(Text passage)

By THE NATION
The return to pre-Covid levels of economic activity could take more than two years on the back of improving business sentiment as the economy reopens, the bank assessed, adding the government has been disbursing cash handouts to pandemic-affected households since April.
Standard Chartered forecast Thailand’s 2020 GDP to contract by 5 per cent, with a sharp contraction of 13 per cent in the second quarter, followed by a gradual recovery in the second half of the year.
“The export sector is showing signs of recovery and should benefit from China’s resumption of activity and the easing of lockdowns in other markets. Data released in June is likely to confirm a domestic demand recovery after Thailand’s reopening in May. However, we expect the pace of recovery to be slow,” said Tim Leelahaphan, economist at Standard Chartered Bank (Thai).
“Investment is unlikely to recover until next year or later as Covid-19 is likely to exacerbate existing delays in private and government investment and initiatives, keeping the economy below potential.”

(End Text passage)

_Tasks to carry out_:
A) Copy the stretch of the article on Thailand's economic outlook from "By THE NATION" through "of the year.", word for word.
B) Write the next part of the article on Thailand's economic outlook, picking up after its final sentence.
The entries that come after the article on Thailand's economic outlook have no connection to it.

(Dataset content)

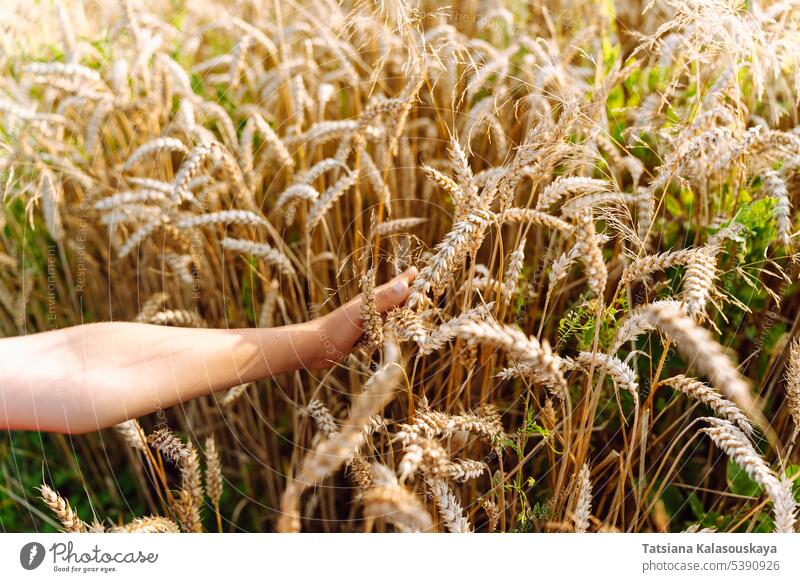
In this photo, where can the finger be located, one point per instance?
(395, 292)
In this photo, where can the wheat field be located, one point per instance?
(600, 197)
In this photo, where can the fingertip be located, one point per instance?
(410, 273)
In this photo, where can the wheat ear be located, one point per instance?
(330, 454)
(583, 506)
(62, 510)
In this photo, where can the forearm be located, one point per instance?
(93, 376)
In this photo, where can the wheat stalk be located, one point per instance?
(62, 510)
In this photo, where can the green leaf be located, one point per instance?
(790, 472)
(740, 483)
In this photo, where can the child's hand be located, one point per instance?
(340, 330)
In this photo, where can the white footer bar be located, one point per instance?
(395, 557)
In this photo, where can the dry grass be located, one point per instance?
(596, 206)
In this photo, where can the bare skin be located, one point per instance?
(89, 377)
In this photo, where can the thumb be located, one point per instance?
(395, 292)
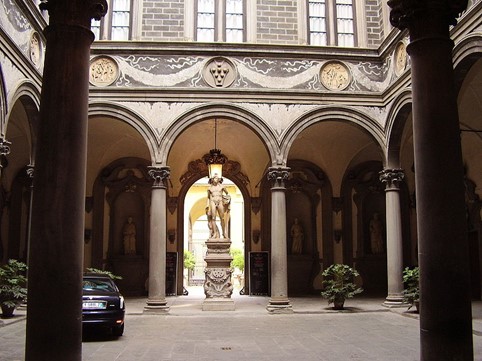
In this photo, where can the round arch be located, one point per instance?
(28, 95)
(325, 113)
(128, 116)
(227, 111)
(238, 180)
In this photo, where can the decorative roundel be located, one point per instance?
(400, 58)
(219, 72)
(36, 49)
(103, 71)
(335, 75)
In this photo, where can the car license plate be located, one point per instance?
(93, 304)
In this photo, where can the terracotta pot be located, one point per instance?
(7, 311)
(338, 303)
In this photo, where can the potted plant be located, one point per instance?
(338, 284)
(13, 286)
(411, 293)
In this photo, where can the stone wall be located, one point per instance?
(374, 22)
(163, 20)
(277, 21)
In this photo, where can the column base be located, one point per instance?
(394, 301)
(156, 306)
(277, 305)
(218, 304)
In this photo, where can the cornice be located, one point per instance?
(225, 49)
(19, 59)
(261, 96)
(33, 13)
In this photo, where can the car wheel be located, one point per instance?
(118, 331)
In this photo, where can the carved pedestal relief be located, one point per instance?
(218, 287)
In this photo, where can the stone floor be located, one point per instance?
(365, 331)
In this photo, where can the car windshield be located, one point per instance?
(98, 285)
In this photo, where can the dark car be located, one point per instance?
(102, 303)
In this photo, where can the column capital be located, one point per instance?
(404, 12)
(159, 174)
(4, 147)
(30, 170)
(392, 177)
(74, 12)
(278, 175)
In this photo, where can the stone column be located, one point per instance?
(156, 301)
(445, 300)
(4, 151)
(279, 302)
(54, 328)
(392, 179)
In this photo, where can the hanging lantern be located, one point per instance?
(215, 159)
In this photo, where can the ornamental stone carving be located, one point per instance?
(391, 177)
(218, 283)
(335, 75)
(103, 71)
(219, 72)
(278, 175)
(159, 174)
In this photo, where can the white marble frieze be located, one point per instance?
(12, 76)
(251, 73)
(15, 24)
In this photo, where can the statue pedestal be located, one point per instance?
(218, 286)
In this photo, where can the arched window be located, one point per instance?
(117, 23)
(220, 20)
(331, 22)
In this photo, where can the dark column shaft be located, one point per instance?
(445, 305)
(54, 330)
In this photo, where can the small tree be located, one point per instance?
(338, 284)
(238, 259)
(411, 293)
(13, 283)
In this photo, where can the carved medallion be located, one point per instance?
(219, 72)
(335, 75)
(400, 58)
(103, 71)
(35, 49)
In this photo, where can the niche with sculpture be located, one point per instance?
(302, 201)
(127, 187)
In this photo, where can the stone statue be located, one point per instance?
(129, 234)
(376, 234)
(218, 204)
(297, 237)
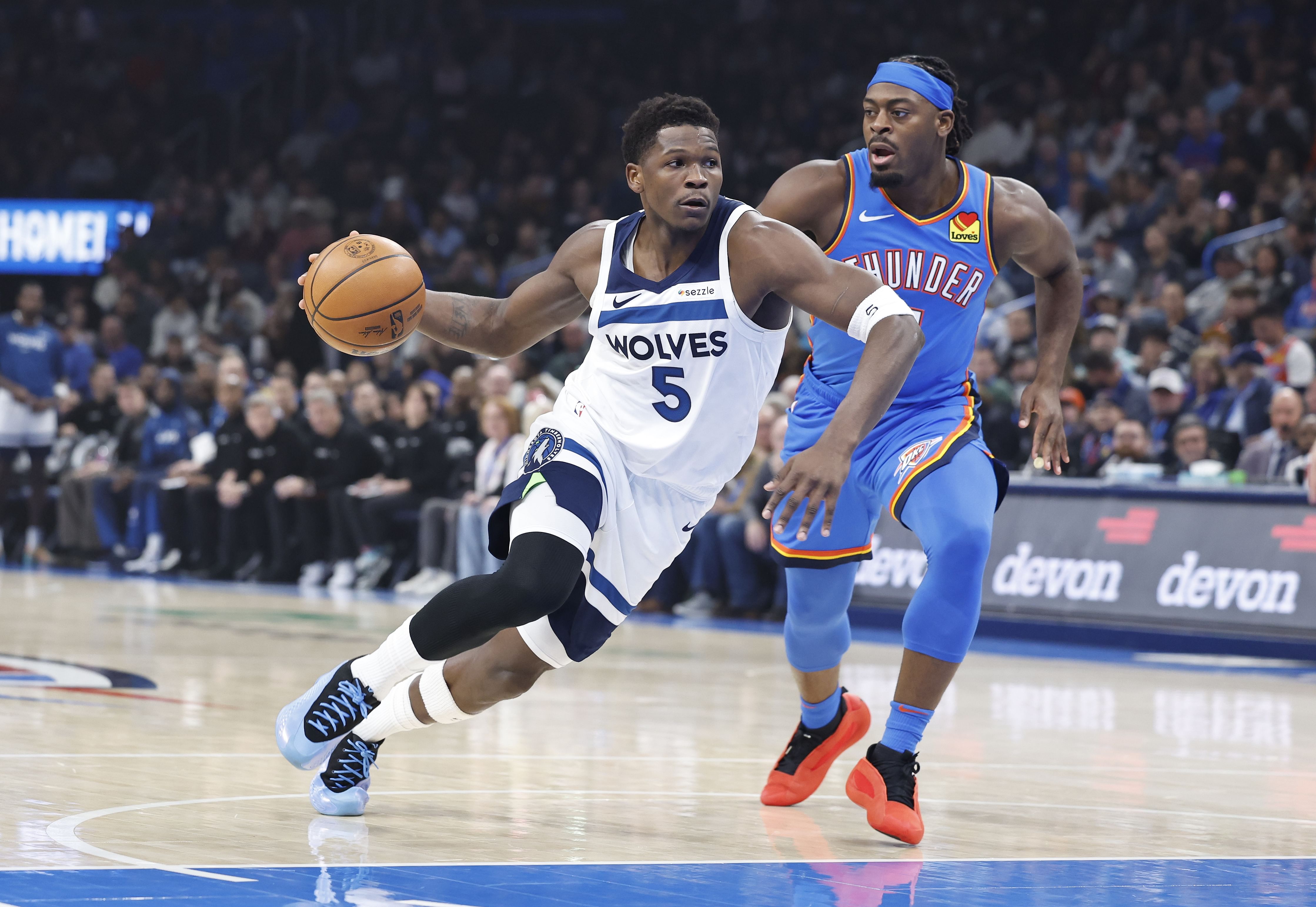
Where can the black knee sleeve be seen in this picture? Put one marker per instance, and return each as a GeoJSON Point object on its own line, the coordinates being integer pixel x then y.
{"type": "Point", "coordinates": [540, 574]}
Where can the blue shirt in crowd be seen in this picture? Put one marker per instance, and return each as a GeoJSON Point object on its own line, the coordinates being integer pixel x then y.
{"type": "Point", "coordinates": [168, 435]}
{"type": "Point", "coordinates": [31, 356]}
{"type": "Point", "coordinates": [78, 361]}
{"type": "Point", "coordinates": [127, 361]}
{"type": "Point", "coordinates": [1302, 313]}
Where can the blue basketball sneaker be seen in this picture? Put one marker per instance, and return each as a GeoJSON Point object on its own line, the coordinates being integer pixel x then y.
{"type": "Point", "coordinates": [308, 727]}
{"type": "Point", "coordinates": [341, 788]}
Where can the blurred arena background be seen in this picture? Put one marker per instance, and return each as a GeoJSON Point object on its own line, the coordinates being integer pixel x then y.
{"type": "Point", "coordinates": [1141, 684]}
{"type": "Point", "coordinates": [165, 173]}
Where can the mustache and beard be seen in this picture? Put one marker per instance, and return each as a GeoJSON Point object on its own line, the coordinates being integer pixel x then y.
{"type": "Point", "coordinates": [885, 181]}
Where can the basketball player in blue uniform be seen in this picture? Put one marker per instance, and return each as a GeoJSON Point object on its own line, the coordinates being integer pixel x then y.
{"type": "Point", "coordinates": [32, 361]}
{"type": "Point", "coordinates": [936, 230]}
{"type": "Point", "coordinates": [689, 303]}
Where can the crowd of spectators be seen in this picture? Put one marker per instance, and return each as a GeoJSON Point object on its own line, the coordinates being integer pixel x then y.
{"type": "Point", "coordinates": [480, 139]}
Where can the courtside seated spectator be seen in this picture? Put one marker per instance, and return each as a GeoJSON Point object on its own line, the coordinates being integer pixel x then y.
{"type": "Point", "coordinates": [95, 413]}
{"type": "Point", "coordinates": [340, 455]}
{"type": "Point", "coordinates": [418, 471]}
{"type": "Point", "coordinates": [1289, 359]}
{"type": "Point", "coordinates": [115, 347]}
{"type": "Point", "coordinates": [190, 514]}
{"type": "Point", "coordinates": [255, 532]}
{"type": "Point", "coordinates": [1190, 444]}
{"type": "Point", "coordinates": [31, 365]}
{"type": "Point", "coordinates": [166, 440]}
{"type": "Point", "coordinates": [112, 468]}
{"type": "Point", "coordinates": [1131, 446]}
{"type": "Point", "coordinates": [498, 463]}
{"type": "Point", "coordinates": [1265, 458]}
{"type": "Point", "coordinates": [1249, 402]}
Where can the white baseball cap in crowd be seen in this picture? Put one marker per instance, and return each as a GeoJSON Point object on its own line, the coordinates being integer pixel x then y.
{"type": "Point", "coordinates": [1165, 380]}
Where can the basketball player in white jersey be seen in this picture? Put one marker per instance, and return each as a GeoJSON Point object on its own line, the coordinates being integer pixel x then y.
{"type": "Point", "coordinates": [689, 303]}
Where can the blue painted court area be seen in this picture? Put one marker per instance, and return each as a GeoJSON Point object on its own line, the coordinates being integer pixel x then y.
{"type": "Point", "coordinates": [988, 884]}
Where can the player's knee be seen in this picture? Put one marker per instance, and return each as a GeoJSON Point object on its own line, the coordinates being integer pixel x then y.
{"type": "Point", "coordinates": [966, 544]}
{"type": "Point", "coordinates": [512, 680]}
{"type": "Point", "coordinates": [819, 644]}
{"type": "Point", "coordinates": [539, 576]}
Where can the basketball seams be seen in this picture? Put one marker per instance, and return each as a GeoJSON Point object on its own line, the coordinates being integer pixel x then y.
{"type": "Point", "coordinates": [383, 348]}
{"type": "Point", "coordinates": [357, 270]}
{"type": "Point", "coordinates": [320, 260]}
{"type": "Point", "coordinates": [382, 309]}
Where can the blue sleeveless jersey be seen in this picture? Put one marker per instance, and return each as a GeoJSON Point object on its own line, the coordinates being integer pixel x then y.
{"type": "Point", "coordinates": [940, 265]}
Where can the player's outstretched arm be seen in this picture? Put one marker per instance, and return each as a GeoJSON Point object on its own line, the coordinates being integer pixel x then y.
{"type": "Point", "coordinates": [774, 257]}
{"type": "Point", "coordinates": [1027, 231]}
{"type": "Point", "coordinates": [545, 303]}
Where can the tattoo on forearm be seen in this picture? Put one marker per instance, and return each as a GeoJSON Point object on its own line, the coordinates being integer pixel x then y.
{"type": "Point", "coordinates": [461, 320]}
{"type": "Point", "coordinates": [837, 302]}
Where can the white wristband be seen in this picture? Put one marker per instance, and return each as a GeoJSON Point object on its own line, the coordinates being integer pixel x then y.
{"type": "Point", "coordinates": [881, 305]}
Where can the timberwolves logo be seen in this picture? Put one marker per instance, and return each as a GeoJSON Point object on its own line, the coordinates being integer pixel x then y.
{"type": "Point", "coordinates": [915, 455]}
{"type": "Point", "coordinates": [360, 248]}
{"type": "Point", "coordinates": [965, 227]}
{"type": "Point", "coordinates": [543, 448]}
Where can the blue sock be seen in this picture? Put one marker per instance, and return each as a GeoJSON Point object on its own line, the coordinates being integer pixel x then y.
{"type": "Point", "coordinates": [815, 715]}
{"type": "Point", "coordinates": [905, 727]}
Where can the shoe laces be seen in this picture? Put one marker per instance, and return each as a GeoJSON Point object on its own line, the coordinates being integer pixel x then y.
{"type": "Point", "coordinates": [806, 740]}
{"type": "Point", "coordinates": [349, 764]}
{"type": "Point", "coordinates": [348, 705]}
{"type": "Point", "coordinates": [899, 777]}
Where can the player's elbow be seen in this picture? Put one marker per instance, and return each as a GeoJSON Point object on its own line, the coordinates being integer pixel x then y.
{"type": "Point", "coordinates": [906, 334]}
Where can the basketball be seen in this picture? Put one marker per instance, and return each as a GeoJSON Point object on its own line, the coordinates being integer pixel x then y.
{"type": "Point", "coordinates": [365, 295]}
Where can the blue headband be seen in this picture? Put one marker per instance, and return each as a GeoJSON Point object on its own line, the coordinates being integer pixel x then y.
{"type": "Point", "coordinates": [915, 78]}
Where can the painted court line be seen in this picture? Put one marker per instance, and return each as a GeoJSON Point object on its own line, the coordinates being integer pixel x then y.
{"type": "Point", "coordinates": [744, 760]}
{"type": "Point", "coordinates": [677, 863]}
{"type": "Point", "coordinates": [65, 831]}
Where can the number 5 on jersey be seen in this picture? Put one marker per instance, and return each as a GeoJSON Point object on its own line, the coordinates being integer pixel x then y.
{"type": "Point", "coordinates": [662, 384]}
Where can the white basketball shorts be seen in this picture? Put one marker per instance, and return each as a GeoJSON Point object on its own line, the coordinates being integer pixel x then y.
{"type": "Point", "coordinates": [574, 485]}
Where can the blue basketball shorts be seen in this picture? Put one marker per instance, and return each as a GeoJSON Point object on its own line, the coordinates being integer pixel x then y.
{"type": "Point", "coordinates": [907, 446]}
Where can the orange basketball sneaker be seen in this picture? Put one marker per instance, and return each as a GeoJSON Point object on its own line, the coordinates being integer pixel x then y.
{"type": "Point", "coordinates": [812, 751]}
{"type": "Point", "coordinates": [885, 785]}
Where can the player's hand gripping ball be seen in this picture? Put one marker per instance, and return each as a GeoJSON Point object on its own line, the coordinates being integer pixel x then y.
{"type": "Point", "coordinates": [364, 295]}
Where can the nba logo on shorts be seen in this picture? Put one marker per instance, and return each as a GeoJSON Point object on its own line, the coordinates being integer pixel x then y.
{"type": "Point", "coordinates": [543, 448]}
{"type": "Point", "coordinates": [915, 455]}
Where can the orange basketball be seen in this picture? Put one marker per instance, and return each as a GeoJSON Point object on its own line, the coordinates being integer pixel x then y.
{"type": "Point", "coordinates": [365, 295]}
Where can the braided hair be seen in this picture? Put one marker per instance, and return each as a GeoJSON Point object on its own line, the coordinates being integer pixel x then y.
{"type": "Point", "coordinates": [940, 69]}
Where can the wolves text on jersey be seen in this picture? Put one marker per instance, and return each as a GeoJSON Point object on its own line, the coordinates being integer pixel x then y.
{"type": "Point", "coordinates": [640, 347]}
{"type": "Point", "coordinates": [903, 269]}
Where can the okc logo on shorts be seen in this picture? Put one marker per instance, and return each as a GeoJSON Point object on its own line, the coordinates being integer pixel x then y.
{"type": "Point", "coordinates": [915, 455]}
{"type": "Point", "coordinates": [544, 447]}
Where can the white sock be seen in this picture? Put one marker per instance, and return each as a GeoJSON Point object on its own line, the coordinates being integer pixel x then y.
{"type": "Point", "coordinates": [393, 715]}
{"type": "Point", "coordinates": [437, 698]}
{"type": "Point", "coordinates": [395, 659]}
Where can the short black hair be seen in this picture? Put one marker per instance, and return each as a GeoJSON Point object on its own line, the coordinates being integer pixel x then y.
{"type": "Point", "coordinates": [940, 69]}
{"type": "Point", "coordinates": [642, 128]}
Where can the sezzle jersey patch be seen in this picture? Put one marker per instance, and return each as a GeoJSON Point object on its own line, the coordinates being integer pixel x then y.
{"type": "Point", "coordinates": [965, 227]}
{"type": "Point", "coordinates": [545, 446]}
{"type": "Point", "coordinates": [915, 455]}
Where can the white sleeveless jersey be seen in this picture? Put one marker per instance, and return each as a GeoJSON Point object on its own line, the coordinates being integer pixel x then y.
{"type": "Point", "coordinates": [677, 372]}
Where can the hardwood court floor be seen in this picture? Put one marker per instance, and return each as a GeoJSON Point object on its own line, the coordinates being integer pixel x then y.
{"type": "Point", "coordinates": [653, 752]}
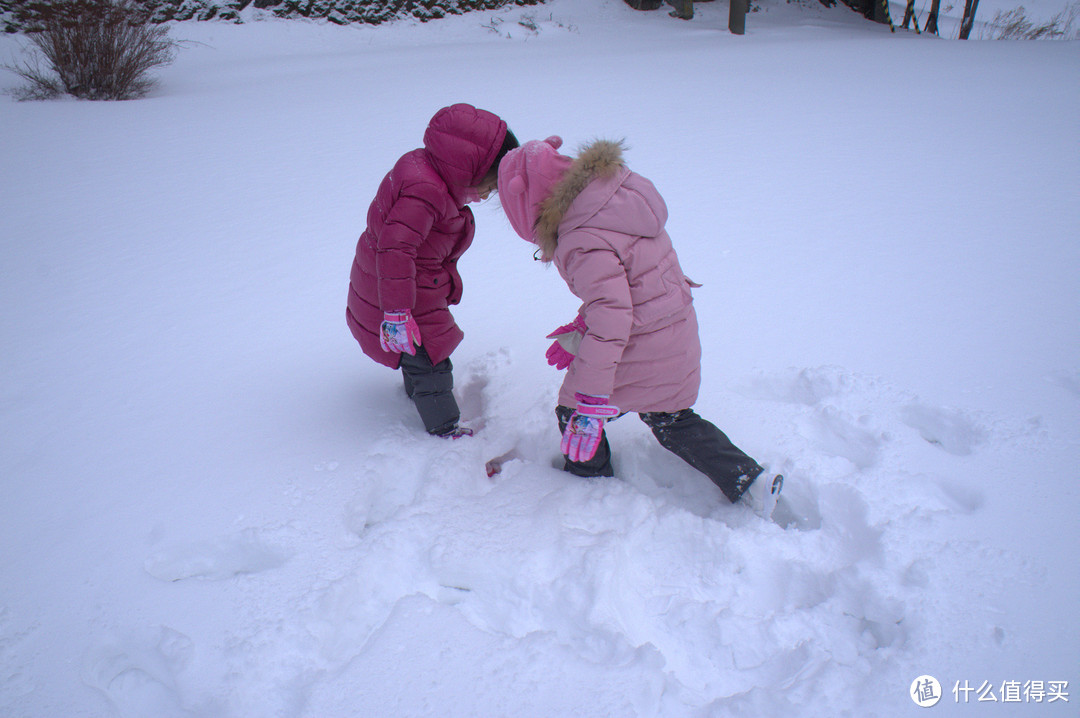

(End Dataset content)

_Solved problems_:
A)
By THE NATION
The return to pre-Covid levels of economic activity could take more than two years on the back of improving business sentiment as the economy reopens, the bank assessed, adding the government has been disbursing cash handouts to pandemic-affected households since April.
Standard Chartered forecast Thailand’s 2020 GDP to contract by 5 per cent, with a sharp contraction of 13 per cent in the second quarter, followed by a gradual recovery in the second half of the year.

B)
Thailand’s first quarter gross domestic product contracted by 1.8 per cent on year (2.2 per cent contraction on quarter, seasonally adjusted) versus the consensus of a 3.9 per cent contraction on year (4.2 per cent contraction on quarter). This was the first year-on-year contraction since early 2014.
"We expect another 25bps rate cut in the third quarter, taking the policy rate to 0.25 per cent. We also do not rule out further policy rate cuts to below 0.25 per cent, however. Negative rates are unlikely but not off the table,” added Tim.
Standard Chartered said economic growth is far below Thailand’s potential rate of 4 per cent, and headline inflation is below the Bank of Thailand’s 1-3 per cent target range.